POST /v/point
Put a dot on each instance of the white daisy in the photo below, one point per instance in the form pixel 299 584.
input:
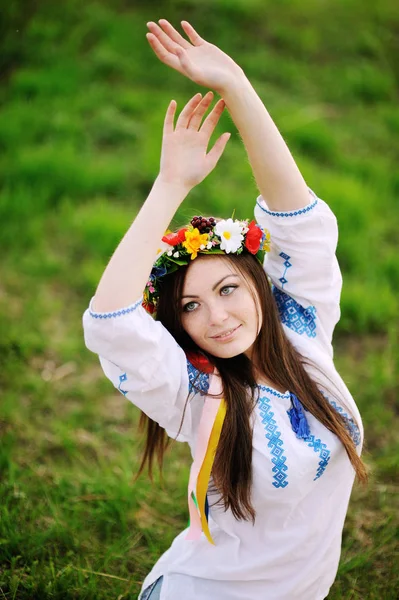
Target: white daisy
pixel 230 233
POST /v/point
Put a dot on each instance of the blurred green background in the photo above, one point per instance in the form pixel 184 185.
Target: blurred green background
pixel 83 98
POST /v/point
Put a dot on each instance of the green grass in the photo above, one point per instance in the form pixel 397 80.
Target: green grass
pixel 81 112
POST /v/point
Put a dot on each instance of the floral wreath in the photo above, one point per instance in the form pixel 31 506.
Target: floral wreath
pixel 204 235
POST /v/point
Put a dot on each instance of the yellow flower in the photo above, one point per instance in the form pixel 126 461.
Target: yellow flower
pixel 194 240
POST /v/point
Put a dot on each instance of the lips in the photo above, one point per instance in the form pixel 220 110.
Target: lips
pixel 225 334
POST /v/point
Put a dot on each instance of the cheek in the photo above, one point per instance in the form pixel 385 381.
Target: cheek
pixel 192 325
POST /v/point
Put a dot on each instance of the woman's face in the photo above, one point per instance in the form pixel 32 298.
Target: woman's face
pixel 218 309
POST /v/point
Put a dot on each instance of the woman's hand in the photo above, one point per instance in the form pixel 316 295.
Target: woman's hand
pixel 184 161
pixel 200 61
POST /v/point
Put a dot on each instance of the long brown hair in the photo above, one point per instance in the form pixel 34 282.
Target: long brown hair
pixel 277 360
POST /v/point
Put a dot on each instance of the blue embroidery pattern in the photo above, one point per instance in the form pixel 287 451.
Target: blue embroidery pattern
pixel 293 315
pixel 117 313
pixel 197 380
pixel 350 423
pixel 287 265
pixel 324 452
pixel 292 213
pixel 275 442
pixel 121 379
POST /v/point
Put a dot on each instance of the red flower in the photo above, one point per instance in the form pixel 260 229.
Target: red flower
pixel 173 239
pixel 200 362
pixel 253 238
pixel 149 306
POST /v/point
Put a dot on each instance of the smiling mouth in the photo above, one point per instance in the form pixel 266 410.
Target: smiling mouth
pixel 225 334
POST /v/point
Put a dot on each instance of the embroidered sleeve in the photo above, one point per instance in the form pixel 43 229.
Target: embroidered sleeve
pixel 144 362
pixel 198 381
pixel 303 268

* * *

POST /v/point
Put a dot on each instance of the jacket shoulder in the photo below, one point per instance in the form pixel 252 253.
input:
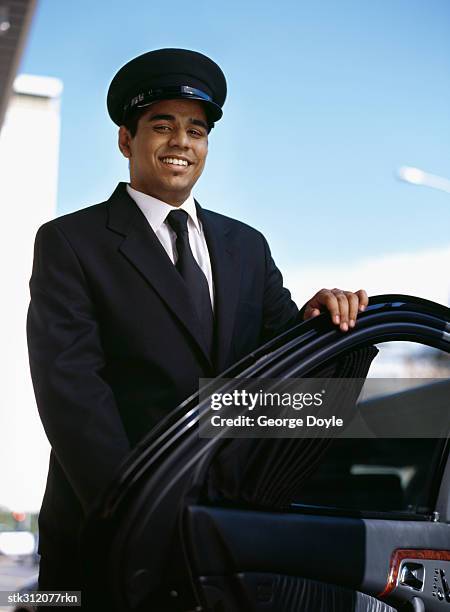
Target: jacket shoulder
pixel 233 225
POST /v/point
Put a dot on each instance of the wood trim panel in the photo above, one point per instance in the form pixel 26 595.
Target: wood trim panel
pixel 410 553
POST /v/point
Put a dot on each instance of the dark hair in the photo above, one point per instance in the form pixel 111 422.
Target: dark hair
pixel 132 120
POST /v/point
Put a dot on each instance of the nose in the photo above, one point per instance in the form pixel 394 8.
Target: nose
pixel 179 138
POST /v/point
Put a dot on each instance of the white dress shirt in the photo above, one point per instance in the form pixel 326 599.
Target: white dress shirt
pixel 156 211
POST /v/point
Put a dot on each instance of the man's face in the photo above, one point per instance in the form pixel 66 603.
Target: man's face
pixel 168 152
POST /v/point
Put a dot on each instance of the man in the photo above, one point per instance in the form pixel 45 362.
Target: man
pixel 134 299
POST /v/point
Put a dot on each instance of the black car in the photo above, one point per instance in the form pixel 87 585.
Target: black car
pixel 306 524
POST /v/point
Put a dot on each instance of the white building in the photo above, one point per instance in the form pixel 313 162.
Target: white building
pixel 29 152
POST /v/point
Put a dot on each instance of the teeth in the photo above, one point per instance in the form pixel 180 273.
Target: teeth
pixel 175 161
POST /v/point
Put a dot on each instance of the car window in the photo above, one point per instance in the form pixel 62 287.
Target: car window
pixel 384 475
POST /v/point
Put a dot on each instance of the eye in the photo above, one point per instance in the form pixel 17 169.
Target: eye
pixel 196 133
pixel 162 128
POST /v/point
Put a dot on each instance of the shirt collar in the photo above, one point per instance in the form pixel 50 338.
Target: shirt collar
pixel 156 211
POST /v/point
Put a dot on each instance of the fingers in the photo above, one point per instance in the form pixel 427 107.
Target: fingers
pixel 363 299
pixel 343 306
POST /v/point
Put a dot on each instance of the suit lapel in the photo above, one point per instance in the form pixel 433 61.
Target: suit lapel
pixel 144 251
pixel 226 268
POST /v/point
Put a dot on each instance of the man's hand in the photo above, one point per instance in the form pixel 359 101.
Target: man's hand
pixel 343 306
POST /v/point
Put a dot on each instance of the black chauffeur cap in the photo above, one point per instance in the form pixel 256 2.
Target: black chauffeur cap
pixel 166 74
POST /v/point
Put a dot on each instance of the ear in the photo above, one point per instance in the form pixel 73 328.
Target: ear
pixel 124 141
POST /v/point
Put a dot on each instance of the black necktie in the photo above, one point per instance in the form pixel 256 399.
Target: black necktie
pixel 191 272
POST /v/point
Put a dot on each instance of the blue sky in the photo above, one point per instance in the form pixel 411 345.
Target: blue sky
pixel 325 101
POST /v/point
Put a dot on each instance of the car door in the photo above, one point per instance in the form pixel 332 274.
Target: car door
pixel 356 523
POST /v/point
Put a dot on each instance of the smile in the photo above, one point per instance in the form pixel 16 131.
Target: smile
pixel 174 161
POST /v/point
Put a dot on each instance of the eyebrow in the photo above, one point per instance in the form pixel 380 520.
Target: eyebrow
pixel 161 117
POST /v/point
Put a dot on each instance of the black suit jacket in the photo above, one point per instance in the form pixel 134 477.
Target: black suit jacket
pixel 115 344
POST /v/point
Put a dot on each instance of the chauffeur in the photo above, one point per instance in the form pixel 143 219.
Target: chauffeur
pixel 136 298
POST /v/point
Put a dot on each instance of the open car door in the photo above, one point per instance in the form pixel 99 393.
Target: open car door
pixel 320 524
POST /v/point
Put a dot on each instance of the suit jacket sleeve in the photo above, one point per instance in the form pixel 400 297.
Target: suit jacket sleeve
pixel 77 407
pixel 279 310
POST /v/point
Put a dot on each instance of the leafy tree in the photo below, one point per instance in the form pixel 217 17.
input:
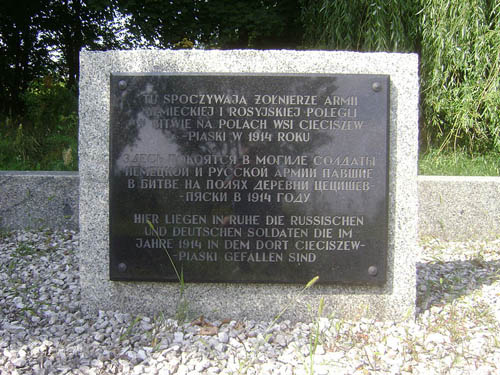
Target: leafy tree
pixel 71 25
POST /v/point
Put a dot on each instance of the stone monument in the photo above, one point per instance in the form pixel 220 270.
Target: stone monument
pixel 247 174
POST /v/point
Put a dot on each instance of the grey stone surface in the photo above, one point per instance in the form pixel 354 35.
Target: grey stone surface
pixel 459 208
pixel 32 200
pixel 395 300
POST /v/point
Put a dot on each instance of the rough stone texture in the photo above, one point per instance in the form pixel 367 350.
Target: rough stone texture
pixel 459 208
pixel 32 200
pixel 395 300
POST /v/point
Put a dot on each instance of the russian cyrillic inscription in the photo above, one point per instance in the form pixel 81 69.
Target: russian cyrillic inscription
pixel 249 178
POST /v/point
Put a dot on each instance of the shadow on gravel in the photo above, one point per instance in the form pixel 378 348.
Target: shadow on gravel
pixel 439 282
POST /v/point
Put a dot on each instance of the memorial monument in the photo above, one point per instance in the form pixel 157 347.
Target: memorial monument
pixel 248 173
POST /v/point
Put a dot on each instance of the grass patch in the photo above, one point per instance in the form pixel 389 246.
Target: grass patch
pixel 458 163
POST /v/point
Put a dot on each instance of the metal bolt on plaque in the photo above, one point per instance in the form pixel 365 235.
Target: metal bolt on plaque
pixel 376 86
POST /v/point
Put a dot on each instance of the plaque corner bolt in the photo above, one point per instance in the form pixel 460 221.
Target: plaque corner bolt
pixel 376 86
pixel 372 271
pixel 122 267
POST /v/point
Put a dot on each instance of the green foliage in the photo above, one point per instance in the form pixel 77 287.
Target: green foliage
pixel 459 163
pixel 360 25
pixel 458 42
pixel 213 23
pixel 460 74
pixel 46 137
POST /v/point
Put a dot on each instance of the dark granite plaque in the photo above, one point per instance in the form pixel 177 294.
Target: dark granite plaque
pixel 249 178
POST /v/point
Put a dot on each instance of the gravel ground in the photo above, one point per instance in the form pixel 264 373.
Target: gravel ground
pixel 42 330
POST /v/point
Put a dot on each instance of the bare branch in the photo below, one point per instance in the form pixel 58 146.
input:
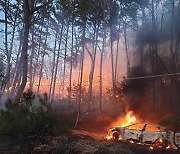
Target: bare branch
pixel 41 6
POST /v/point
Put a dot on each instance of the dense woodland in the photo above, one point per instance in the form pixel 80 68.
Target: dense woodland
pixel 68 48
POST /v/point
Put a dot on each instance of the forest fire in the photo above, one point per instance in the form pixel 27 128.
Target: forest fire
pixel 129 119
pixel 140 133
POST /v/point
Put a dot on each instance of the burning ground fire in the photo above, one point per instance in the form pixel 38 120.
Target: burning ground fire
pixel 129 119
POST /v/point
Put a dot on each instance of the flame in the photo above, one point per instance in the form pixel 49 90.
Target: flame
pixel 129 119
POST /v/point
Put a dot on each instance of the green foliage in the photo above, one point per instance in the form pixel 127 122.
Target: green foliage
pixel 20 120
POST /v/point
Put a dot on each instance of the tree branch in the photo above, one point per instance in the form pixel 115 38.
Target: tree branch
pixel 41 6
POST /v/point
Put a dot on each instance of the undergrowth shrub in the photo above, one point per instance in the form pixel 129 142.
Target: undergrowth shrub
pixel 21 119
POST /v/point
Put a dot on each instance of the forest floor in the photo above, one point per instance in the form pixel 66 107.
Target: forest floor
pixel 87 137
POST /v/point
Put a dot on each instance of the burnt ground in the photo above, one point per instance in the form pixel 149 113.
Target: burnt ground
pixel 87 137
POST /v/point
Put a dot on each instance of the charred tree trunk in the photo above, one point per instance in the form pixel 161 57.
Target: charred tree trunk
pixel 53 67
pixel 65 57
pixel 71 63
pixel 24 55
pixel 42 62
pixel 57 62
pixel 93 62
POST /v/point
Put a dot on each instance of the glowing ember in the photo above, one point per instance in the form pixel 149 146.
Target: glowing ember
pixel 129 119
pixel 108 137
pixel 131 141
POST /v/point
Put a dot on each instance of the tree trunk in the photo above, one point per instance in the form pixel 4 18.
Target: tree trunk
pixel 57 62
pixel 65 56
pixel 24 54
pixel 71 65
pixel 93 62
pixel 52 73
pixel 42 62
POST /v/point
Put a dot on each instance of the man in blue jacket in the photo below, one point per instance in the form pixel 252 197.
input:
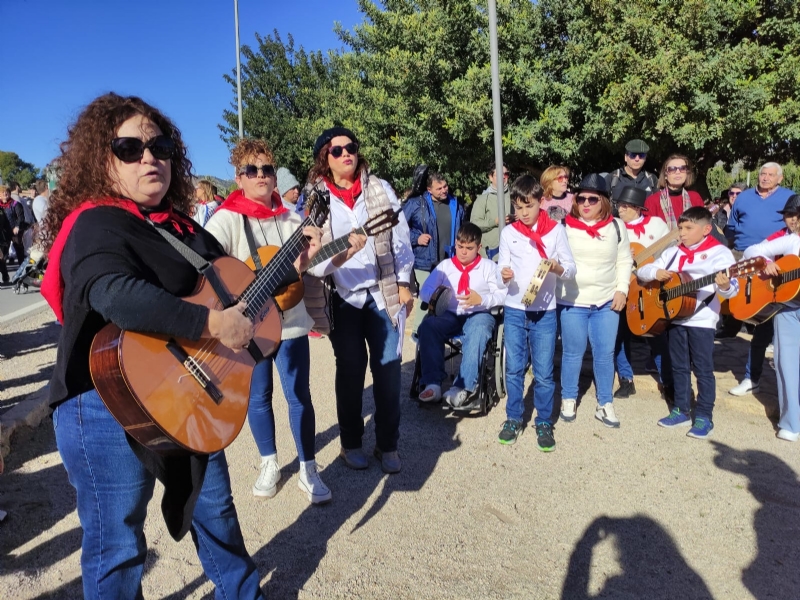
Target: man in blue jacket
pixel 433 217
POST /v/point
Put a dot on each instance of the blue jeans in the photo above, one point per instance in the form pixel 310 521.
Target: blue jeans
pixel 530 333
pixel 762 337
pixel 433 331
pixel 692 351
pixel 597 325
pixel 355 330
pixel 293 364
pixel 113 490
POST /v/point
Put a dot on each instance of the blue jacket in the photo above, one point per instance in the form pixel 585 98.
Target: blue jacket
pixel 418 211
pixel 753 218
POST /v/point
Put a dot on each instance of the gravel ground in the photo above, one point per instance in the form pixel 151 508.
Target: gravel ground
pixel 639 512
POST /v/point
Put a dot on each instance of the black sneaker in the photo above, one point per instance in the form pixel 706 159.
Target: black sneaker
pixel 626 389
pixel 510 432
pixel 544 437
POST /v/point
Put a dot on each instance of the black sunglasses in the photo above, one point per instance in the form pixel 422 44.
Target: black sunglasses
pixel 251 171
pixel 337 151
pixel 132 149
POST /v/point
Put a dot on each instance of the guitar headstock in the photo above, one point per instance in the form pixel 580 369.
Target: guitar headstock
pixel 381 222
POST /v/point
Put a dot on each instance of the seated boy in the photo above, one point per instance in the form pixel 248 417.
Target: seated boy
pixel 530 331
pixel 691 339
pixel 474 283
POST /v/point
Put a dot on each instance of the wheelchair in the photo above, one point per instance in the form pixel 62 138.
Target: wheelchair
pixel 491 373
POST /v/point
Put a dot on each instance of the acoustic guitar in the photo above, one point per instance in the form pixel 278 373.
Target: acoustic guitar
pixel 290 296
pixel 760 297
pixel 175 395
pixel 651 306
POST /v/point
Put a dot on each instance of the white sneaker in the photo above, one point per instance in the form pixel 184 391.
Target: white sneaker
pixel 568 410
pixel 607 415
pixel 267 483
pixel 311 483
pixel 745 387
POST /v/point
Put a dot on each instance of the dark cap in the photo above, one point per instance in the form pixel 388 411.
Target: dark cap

--

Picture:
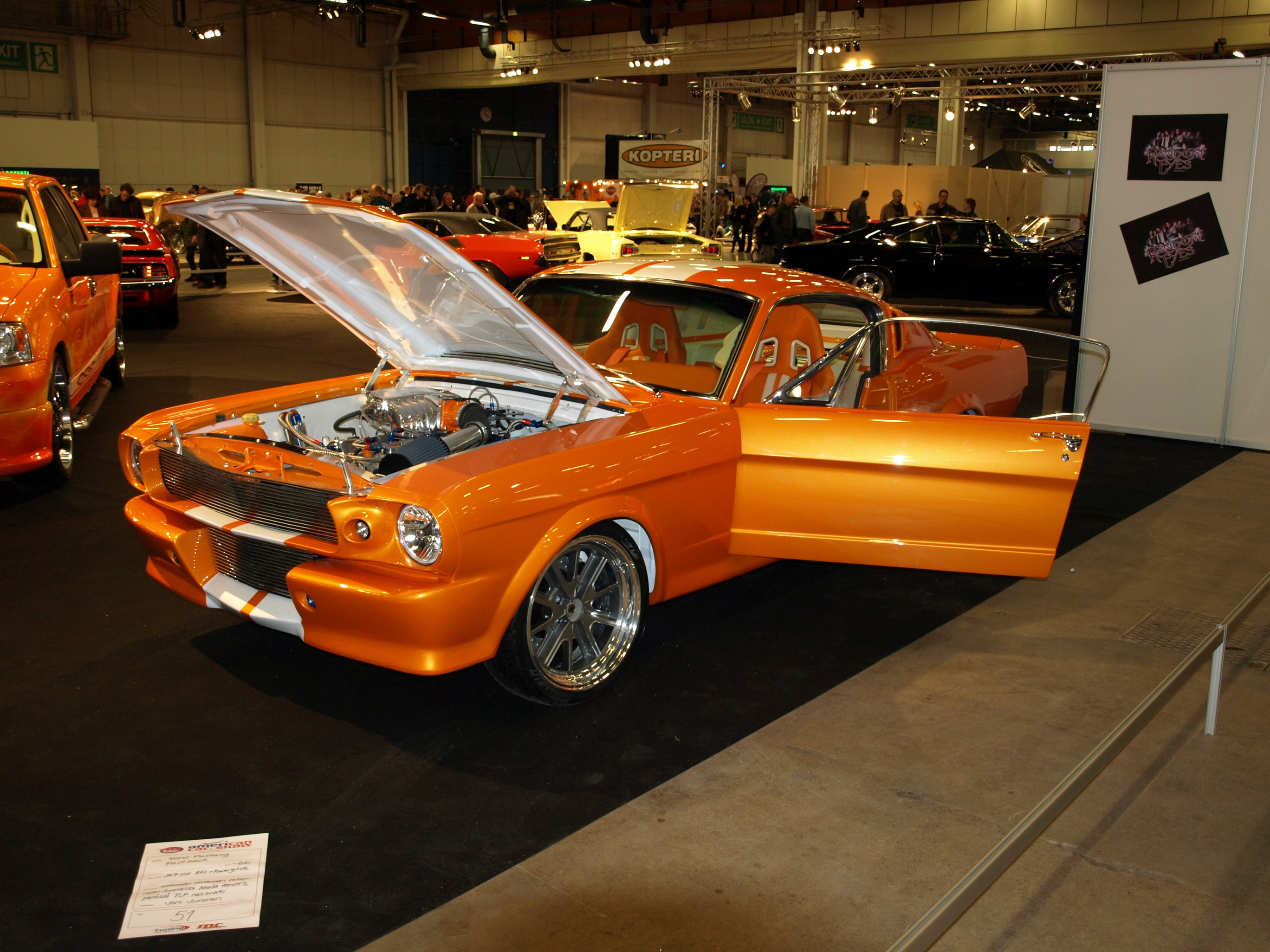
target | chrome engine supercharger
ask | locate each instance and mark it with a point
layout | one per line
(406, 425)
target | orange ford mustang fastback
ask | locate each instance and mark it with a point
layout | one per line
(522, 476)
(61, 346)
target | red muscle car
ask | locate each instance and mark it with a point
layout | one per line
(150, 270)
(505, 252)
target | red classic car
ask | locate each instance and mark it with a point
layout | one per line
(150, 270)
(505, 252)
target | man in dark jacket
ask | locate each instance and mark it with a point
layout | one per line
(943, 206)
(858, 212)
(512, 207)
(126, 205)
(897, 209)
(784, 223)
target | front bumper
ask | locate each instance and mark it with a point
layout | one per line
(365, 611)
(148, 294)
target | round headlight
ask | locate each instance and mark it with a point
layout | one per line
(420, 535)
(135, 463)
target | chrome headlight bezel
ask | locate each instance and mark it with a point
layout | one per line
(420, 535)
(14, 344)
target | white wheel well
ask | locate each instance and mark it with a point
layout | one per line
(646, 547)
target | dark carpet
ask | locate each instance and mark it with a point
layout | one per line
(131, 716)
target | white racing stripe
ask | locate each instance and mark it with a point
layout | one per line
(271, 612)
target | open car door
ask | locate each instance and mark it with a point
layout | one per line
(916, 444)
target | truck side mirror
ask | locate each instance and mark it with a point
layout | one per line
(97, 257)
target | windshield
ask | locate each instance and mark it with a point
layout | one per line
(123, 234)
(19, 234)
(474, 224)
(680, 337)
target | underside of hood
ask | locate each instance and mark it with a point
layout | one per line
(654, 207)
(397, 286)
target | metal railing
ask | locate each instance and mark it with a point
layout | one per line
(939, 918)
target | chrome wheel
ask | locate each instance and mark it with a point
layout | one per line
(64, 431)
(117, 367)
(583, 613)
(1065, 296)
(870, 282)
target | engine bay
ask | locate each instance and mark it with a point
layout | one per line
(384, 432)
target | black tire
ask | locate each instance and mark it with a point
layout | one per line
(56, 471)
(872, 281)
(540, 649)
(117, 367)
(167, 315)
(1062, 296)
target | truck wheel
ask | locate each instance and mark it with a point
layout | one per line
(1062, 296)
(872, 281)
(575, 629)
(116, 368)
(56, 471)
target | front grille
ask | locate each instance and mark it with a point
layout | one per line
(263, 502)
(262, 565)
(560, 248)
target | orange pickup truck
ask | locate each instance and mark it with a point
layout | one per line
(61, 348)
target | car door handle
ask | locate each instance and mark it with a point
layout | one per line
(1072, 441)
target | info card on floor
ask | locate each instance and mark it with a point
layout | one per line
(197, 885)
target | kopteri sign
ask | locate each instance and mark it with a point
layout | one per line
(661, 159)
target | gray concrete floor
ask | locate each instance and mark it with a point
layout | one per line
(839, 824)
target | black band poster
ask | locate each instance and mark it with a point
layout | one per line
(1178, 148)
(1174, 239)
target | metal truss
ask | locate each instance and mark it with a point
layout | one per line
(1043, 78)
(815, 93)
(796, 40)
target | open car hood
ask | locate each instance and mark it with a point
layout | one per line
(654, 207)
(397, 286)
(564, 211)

→ WORK REQUIRED:
Please repeat the lines from the one containing "target | engine bay" up to and including the one containing "(1072, 441)", with "front grille" swapped for "radiator grille" and everything else left unchanged.

→ FULL RESPONSE:
target | engine bay
ask | locate each instance and mark it with a point
layout | one per line
(384, 432)
target | black tire
ask | locate each instance and mark it with a point
layout | one per line
(56, 471)
(872, 281)
(540, 649)
(117, 367)
(167, 315)
(1062, 296)
target | truck wheel
ask | locate each instance and mark it with a point
layout | one per line
(1062, 296)
(872, 281)
(575, 629)
(116, 368)
(56, 471)
target | radiator grille
ask | locate each instance and mark it with a point
layout | one per line
(263, 502)
(262, 565)
(560, 248)
target | orange pickup truck
ask | locate each instance and mark it with a point
layout | one per line
(61, 348)
target | car door handle
ask | locate each instance and mark it with a point
layout | one per line
(1072, 441)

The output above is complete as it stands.